AVAILABLE DATA START
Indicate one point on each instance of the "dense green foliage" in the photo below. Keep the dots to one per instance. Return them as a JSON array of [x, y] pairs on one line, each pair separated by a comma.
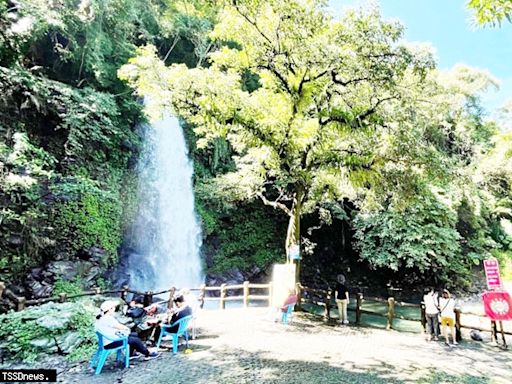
[[67, 122], [491, 11], [297, 120], [342, 110]]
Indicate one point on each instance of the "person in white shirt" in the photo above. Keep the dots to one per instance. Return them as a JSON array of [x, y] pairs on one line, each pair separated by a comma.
[[430, 300], [447, 308], [107, 325]]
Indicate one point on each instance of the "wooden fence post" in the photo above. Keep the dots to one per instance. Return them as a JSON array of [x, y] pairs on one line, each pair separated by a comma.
[[202, 295], [359, 304], [458, 334], [20, 304], [170, 303], [391, 312], [299, 295], [124, 293], [327, 301], [148, 298], [502, 335], [494, 332], [222, 303], [246, 294], [423, 317]]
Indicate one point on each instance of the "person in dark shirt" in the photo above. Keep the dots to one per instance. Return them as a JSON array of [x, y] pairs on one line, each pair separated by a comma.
[[342, 300], [291, 299], [180, 311]]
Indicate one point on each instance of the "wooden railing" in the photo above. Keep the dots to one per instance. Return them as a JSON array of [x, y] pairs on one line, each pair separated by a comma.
[[245, 295], [318, 297], [21, 302]]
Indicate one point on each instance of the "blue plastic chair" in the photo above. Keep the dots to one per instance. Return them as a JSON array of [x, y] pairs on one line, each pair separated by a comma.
[[288, 313], [182, 331], [99, 358]]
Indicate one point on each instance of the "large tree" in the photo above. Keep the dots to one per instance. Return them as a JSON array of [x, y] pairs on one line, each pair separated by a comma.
[[335, 105]]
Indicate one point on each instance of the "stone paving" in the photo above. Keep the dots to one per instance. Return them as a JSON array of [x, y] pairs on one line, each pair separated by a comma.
[[246, 346]]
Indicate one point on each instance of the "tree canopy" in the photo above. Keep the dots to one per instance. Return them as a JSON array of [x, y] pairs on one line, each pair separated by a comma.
[[333, 109]]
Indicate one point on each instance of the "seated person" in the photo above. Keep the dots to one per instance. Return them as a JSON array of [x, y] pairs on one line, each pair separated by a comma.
[[107, 325], [180, 311]]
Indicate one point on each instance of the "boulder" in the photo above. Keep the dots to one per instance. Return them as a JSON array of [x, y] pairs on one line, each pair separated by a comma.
[[56, 317], [93, 254], [68, 341], [65, 270], [38, 289]]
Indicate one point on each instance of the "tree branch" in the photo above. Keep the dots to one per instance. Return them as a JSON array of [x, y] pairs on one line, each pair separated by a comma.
[[274, 204]]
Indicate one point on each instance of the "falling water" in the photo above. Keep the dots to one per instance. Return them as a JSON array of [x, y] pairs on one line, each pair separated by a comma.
[[166, 237]]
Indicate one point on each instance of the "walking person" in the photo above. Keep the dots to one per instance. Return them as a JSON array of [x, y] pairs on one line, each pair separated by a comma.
[[447, 309], [431, 301], [342, 299]]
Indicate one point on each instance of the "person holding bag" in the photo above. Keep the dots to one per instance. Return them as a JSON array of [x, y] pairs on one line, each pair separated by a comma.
[[108, 325]]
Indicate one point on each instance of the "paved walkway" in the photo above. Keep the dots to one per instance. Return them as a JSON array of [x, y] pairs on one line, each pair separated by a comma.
[[244, 346]]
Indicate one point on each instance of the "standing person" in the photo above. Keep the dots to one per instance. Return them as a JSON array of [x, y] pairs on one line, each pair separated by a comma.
[[107, 325], [342, 300], [447, 310], [431, 301]]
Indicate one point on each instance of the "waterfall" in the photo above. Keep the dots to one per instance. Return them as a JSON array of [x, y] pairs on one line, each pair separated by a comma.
[[166, 237]]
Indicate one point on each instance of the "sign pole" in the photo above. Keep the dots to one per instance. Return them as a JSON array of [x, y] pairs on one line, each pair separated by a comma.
[[503, 335]]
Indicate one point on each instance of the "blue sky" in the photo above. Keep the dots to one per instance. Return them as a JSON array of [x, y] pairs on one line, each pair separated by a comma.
[[448, 26]]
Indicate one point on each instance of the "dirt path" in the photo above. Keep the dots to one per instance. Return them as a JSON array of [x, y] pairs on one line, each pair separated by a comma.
[[244, 346]]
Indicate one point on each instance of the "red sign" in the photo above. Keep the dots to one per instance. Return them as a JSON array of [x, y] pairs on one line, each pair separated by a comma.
[[498, 305], [492, 274]]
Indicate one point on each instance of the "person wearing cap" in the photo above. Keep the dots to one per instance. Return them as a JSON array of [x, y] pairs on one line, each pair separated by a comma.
[[431, 302], [447, 311], [182, 310], [107, 325]]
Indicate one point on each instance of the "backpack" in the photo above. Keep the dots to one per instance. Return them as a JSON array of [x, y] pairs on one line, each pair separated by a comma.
[[135, 312]]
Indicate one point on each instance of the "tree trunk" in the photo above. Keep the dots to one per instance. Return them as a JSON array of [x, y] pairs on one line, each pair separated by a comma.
[[293, 232]]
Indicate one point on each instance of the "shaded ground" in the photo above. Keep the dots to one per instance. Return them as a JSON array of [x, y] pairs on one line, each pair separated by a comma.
[[245, 346]]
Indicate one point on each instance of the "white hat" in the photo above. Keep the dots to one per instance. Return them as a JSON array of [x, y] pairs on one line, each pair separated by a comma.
[[109, 304]]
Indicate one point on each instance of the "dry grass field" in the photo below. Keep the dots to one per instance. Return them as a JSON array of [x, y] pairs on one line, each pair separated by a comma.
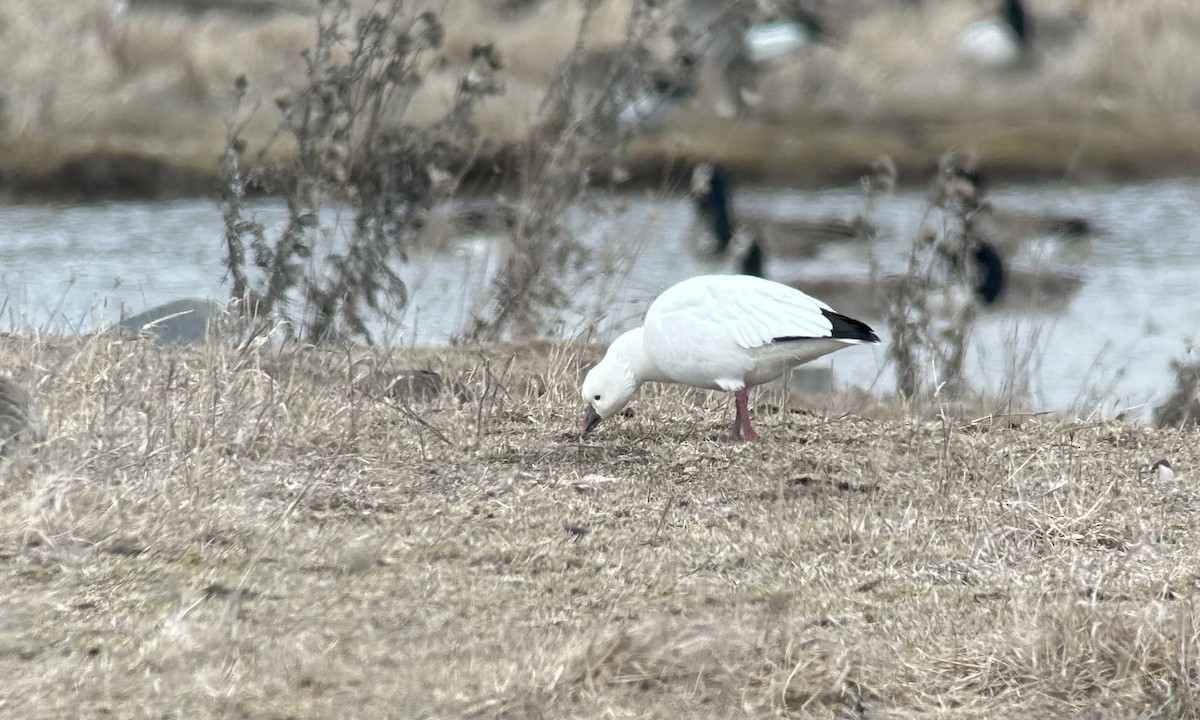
[[247, 533], [154, 84]]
AVAILABLE DATA END
TASK OBJECTIVE → Hand back the records above exactly as they are, pictures excluded.

RESULT OF THE EXERCISE →
Indicate one point on each instance of the "dense green foliage" in the photo below. Keep the dots to one per instance. Return them as a JSON array of [x, y] pairs on one line, each pair separated by a comma.
[[67, 122], [491, 11], [297, 120], [342, 110]]
Indicate one point on each instance of the "person in white shirt" in the photo above. Keep the dots to one per instance. Return them as a JSON array of [x, y] pairs on one line, each pair separated by a comma.
[[430, 300], [447, 308], [107, 325]]
Indicate one point on each instance of the "wooden fence post" in the photo above. Keep the dots to one per instance. Return them as a JSON array of [x, y] pairs on one line, each pair separated by a comma.
[[202, 295], [359, 304], [458, 334], [20, 304], [170, 303], [391, 312], [299, 295], [124, 293], [327, 301], [148, 298], [502, 335], [494, 332], [222, 303], [246, 294], [423, 317]]
Indicate one point on each instance of the "person in dark shirt" in the photo above. Keep the dots to one per instance. Return them as a JSON array of [x, y] pairs on one line, each pair separated by a comma.
[[342, 300], [291, 299], [180, 311]]
Indicate one point on each instance of the "wooden railing" in the photo above. Keep the dots to one per instance. Return them as a JSON array of [x, y] pairs on one line, each pair separated by a comma.
[[245, 295], [318, 297], [21, 302]]
Indicate one point on each instance of the "blue plastic chair" in the photo above. Keep the dots to one per instance. Return them as a JSON array of [x, y] pairs on one line, each pair separated by a comma.
[[288, 313], [182, 331], [99, 358]]
Indicate one point on each instance of the "large tree" in the photo above. Keep the dots to one per instance. Return them as a JSON array of [x, y] pairs on one line, each pair separated by a comma.
[[335, 105]]
Indicate one point on each instance of the "stone paving" in the photo above. Keep the dots to one per instance. Return them as a JSON array of [x, y] pairs on one line, each pair separated by a comma.
[[246, 346]]
Indicate one point on each instance of the "tree canopy" in the photo above. Keep the dots to one per instance. Return them as a JSON array of [x, y] pairs on one line, each pair separated by a comma.
[[333, 109]]
Indicate one point on each instance of the "seated person" in the photo above. Keep the dots to one per instance. Return them as a JSON array of [x, y] pairs on one line, each pair separated by a comma.
[[107, 325], [180, 311]]
Indicate one point on each instance of the "boulder" in the photo above. Keep the dots to one per instance. Return them as a JSON array of [x, y] pairs on one line, each pair separated by a comma.
[[56, 317], [93, 254], [68, 341], [65, 270], [38, 289]]
Indicate one point on each instance of the "tree branch" in the photo above. Keep the dots to one per instance. Return them as a JSON array of [x, y] pairs on one line, each pair separated by a comma.
[[274, 204]]
Indicate one point on each instance of the "falling water" in the photo above. Keep the dots to one per instance. Return them as a JSON array of [x, y] pairs on one line, each pair separated by a comma.
[[166, 237]]
Indicate one point on each instance of the "walking person" in the photo above. Keep the dots to one per instance. Return them as a JSON array of [x, y] pairs on one line, each pair separated by a comma.
[[447, 309], [431, 301], [342, 299]]
Indicate one point on each instance of the "person holding bag" in the photo above. Keep the dots to one per instance. Return them as a JSON array of [x, y] pairs on one line, each pair separated by a comma.
[[108, 325]]
Indicate one point on each instance of the "paved walkway" in the photo above. Keep the dots to one per instance. Return them as a JSON array of [x, y] pairs on one line, each pair separated by a comma.
[[244, 346]]
Indicate one point on each instance of the "standing person" in the photo above. Keep the dots to one per instance. Return them as a JSON array of [x, y] pairs on one line, each pair separated by a comma.
[[107, 325], [342, 300], [447, 310], [431, 301]]
Indicate one point on each instance of the "waterfall" in the photo above. Keep the dots to one per instance. Return them as a JSON array of [x, y] pairs on one line, each pair separated by a comma.
[[166, 237]]
Indicate one point on each instance of the "sign pole" in the photo above. Keep the dots to one per instance. Return them as a JSON array of [x, y] pairs on one line, each pair separated by a comma.
[[503, 335]]
Indicate one point on each instance of the "blue sky" in the photo above. Keep the dots to one per instance. Return them as a JSON array of [x, y] pairs on one line, each pair separated by a comma.
[[448, 26]]
Indicate one point on each instance of the "dirt path" in the photo above. Keep the dots to one per instance. Return them as a JSON array of [x, y] pairs on one line, each pair separated by a comma.
[[244, 346]]
Indicate one point on each instance of the "red sign" in the photo above. Keep the dots to one per instance. Return them as a JSON array of [x, y] pairs on one line, each pair separated by a comma.
[[498, 305], [492, 274]]
Indicate one point on each instance of the "person wearing cap" in the photo above. Keep the dots to one per instance. Return them as a JSON array of [x, y] pairs on one line, each pair separated by a comma.
[[431, 302], [447, 311], [182, 310], [107, 325]]
Indicate one point on each instance of the "backpack" in the photo above. Keep the dots to one per instance. Return them as a JSON array of [x, y] pairs on one line, each pair separated by a comma.
[[135, 312]]
Indicate one point on each instance of the "tree trunk" in the photo above. Keep the dots to one per instance. Return them as a JSON array of [x, y] pairs on one line, each pair separated by a comma.
[[293, 232]]
Indicate one point on each instance of the "shaded ground" in the photo above. Keep the dots to one per instance. Return them as a JSON array of [x, y] pairs on one line, each pair separated by a comma.
[[245, 346]]
Indicate one point on each instance of the "white hat" in the photo above. Keep the dots to one per instance. Return them as a JSON array of [x, y] pairs on one line, each pair separated by a comma.
[[109, 304]]
Indicate one point on each instance of the "dry grass field" in the photo below. Keep the dots to one per instance. Return them as a JSON array of [x, y] pairs on one line, each pair separated by a comma.
[[247, 533], [154, 84]]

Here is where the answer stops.